Short problem
Collect every line in the rows below that contains the word "truck".

Material
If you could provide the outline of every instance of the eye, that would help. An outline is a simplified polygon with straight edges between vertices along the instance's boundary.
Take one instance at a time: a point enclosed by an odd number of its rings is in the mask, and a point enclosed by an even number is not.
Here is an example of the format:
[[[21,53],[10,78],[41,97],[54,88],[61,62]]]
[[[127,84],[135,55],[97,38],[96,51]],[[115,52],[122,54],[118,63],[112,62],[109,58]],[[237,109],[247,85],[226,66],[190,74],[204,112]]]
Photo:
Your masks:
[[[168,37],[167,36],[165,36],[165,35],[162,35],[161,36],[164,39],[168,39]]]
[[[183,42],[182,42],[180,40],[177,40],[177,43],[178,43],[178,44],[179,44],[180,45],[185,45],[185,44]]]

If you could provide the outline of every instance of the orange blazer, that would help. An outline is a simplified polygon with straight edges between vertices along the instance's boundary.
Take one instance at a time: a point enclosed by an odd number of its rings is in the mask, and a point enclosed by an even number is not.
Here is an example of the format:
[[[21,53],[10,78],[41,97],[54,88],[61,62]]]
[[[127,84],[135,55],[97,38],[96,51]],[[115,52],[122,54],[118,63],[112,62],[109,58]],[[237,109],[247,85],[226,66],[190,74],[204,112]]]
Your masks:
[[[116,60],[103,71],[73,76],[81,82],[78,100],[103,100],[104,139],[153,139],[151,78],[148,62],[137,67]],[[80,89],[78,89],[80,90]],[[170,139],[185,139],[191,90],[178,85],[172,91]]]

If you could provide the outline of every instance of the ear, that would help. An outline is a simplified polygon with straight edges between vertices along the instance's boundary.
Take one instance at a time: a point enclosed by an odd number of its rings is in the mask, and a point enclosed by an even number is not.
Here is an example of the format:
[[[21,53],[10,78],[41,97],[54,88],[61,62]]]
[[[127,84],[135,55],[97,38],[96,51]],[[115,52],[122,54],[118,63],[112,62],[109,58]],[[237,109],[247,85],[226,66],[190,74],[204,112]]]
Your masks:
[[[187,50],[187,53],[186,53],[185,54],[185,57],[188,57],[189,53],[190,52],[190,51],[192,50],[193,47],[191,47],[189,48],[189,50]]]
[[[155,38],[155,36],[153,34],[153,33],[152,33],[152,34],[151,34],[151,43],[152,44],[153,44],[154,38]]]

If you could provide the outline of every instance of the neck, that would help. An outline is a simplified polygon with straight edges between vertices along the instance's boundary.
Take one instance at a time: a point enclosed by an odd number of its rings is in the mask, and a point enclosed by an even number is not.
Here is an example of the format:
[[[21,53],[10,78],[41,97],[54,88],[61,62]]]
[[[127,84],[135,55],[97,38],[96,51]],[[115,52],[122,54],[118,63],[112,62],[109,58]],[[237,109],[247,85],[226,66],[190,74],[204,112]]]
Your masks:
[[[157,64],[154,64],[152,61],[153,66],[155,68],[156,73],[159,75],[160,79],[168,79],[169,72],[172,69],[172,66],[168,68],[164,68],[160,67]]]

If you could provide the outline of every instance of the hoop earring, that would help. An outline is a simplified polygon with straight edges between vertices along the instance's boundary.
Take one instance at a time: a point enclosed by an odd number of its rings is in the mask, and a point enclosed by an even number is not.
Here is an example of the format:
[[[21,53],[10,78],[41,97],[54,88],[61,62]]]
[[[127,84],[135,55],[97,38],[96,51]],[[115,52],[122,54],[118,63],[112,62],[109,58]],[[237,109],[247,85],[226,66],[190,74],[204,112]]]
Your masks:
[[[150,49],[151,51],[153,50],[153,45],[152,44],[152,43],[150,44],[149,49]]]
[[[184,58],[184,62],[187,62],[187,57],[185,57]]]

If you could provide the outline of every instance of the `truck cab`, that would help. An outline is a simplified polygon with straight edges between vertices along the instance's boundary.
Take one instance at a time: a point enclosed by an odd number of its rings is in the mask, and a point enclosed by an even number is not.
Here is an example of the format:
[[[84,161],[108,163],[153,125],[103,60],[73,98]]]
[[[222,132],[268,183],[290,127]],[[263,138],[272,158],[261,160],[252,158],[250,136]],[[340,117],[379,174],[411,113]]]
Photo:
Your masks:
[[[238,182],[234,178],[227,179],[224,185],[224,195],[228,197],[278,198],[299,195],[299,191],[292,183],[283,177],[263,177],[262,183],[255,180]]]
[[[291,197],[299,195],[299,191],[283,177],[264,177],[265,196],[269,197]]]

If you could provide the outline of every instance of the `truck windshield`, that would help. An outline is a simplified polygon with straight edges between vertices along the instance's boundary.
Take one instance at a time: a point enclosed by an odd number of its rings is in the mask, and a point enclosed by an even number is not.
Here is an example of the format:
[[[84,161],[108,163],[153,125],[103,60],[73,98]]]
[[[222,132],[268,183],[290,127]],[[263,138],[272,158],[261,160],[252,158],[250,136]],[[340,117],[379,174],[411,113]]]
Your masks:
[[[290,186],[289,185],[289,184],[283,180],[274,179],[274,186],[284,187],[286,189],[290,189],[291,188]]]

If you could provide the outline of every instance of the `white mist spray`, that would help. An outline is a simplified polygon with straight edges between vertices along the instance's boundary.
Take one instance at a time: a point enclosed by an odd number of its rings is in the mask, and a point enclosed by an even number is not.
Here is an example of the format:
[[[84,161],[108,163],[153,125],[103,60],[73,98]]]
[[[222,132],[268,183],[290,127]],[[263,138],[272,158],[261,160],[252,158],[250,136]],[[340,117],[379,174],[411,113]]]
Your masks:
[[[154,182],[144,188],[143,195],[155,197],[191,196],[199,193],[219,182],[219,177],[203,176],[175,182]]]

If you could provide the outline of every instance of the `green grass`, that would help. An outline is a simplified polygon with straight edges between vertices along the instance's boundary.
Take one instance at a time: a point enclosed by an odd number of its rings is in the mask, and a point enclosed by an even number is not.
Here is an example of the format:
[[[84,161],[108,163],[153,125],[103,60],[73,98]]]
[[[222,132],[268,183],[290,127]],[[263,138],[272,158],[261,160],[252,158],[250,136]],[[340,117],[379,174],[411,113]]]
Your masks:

Solution for this problem
If you could provide the outline of every instance of the `truck cab`, that would help. An outline is a simplified polygon with straight edges between vertices along the instance's boundary.
If you could provide the outline of every instance of the `truck windshield`, that would help. An outline is a simplified polygon with straight edges between vertices along the instance's boundary.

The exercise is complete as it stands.